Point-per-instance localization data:
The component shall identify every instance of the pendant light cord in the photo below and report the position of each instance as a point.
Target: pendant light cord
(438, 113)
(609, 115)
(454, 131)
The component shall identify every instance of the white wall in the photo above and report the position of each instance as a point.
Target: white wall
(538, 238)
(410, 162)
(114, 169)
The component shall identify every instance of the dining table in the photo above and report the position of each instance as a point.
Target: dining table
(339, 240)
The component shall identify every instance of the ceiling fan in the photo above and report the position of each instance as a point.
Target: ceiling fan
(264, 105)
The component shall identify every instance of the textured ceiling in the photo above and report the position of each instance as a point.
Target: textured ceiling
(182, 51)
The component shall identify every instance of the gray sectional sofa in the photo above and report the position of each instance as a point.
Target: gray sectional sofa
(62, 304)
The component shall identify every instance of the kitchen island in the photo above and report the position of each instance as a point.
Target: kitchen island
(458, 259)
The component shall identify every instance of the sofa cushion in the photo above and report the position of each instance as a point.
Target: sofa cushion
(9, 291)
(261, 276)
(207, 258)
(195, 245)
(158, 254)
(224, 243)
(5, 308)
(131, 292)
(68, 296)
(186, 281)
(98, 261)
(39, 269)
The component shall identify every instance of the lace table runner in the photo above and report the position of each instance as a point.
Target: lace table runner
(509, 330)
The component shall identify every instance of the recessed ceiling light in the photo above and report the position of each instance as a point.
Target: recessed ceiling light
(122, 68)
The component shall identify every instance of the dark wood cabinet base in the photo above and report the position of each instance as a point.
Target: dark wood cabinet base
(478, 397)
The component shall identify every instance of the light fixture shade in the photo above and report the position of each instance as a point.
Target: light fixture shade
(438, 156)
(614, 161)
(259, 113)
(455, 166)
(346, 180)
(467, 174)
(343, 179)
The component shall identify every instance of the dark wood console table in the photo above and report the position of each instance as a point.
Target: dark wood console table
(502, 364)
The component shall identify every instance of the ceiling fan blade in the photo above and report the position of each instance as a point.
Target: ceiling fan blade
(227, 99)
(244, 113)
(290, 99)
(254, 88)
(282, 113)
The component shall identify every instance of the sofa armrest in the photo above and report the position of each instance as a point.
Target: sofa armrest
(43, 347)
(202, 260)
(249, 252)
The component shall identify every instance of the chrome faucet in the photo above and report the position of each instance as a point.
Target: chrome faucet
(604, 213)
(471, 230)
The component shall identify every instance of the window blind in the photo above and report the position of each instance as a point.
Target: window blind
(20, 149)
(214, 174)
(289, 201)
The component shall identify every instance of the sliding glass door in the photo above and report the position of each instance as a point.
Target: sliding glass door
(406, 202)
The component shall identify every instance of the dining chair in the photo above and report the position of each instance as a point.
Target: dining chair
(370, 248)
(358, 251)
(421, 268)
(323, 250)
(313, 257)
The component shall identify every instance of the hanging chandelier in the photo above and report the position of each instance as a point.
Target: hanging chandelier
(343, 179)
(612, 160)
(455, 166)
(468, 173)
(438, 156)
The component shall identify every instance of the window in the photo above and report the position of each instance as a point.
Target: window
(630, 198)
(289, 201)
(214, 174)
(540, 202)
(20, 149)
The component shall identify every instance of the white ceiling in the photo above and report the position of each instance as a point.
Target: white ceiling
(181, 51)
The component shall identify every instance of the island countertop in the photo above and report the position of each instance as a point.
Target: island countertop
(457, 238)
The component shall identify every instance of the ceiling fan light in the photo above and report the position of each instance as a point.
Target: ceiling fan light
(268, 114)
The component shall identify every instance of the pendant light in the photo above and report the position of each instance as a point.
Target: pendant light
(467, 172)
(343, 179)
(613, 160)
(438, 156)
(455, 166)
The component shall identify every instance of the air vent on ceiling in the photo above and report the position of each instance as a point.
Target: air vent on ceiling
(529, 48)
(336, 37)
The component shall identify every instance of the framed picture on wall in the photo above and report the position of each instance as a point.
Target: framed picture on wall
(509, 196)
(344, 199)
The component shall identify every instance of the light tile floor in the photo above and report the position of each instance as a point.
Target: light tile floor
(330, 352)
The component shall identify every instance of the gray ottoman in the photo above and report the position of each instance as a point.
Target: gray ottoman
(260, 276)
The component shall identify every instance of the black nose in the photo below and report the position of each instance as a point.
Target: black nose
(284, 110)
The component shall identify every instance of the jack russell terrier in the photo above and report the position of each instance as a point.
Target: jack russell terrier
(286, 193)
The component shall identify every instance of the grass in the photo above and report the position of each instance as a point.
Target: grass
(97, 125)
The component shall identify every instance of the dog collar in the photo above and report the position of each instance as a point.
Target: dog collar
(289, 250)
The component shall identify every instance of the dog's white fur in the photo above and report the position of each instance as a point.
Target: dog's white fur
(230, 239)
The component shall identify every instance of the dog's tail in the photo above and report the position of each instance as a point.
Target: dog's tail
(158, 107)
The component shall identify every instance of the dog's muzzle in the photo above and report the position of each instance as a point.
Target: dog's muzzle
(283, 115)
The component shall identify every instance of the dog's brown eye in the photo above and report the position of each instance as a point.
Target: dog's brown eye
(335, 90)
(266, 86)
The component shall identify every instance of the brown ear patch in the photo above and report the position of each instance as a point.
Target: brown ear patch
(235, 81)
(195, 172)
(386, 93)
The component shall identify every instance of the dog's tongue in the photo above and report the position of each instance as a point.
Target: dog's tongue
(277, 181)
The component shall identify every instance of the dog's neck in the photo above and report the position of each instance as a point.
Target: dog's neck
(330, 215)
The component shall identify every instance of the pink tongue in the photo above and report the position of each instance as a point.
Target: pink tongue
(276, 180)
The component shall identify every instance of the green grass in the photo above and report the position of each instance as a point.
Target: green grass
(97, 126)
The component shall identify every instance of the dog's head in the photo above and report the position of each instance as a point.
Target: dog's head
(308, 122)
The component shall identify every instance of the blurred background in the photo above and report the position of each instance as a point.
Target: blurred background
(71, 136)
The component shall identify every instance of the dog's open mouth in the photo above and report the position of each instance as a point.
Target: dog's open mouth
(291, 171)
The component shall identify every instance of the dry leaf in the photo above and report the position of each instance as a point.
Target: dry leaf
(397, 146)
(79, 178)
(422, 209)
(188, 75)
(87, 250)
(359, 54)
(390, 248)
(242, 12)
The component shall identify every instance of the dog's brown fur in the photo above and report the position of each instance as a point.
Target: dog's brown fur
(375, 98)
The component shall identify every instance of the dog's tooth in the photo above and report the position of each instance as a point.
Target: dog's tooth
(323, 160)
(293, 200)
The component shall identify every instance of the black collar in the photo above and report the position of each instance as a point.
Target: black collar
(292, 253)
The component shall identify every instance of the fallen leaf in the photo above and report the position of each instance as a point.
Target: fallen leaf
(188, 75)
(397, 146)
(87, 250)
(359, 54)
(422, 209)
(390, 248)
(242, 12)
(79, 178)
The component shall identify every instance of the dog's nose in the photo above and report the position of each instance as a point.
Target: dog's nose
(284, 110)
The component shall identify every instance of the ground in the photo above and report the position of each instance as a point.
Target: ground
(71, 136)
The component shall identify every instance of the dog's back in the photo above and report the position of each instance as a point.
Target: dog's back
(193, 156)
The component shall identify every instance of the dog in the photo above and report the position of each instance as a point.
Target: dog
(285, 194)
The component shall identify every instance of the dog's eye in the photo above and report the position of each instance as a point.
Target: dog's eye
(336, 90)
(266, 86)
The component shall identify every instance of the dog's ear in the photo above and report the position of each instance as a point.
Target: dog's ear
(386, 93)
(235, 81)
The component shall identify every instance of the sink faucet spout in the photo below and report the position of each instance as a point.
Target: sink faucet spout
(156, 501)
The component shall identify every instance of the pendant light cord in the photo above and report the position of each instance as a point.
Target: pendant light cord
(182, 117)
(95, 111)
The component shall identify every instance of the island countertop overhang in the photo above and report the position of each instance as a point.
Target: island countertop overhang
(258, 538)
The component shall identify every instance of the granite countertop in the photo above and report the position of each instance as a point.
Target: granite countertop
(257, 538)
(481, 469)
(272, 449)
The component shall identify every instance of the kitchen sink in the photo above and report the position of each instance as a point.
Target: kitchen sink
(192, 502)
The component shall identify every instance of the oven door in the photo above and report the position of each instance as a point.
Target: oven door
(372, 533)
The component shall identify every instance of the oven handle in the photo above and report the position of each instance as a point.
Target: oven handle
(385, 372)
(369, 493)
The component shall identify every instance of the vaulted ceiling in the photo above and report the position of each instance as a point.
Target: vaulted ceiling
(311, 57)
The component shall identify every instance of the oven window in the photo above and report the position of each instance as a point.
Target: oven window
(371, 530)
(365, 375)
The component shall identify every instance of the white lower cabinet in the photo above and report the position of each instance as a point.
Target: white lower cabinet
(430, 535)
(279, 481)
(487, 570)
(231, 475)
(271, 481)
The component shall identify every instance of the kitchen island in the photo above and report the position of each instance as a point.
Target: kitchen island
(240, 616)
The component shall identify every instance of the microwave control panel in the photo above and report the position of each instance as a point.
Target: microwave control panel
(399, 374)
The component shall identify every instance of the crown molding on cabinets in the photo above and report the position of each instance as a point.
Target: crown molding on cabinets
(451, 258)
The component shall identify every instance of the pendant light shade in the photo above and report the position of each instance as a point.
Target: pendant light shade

■ PROBLEM TO SOLVE ■
Across the entries above, work out how many lines include the string "below", and report only that figure.

■ PROBLEM SOLUTION ■
3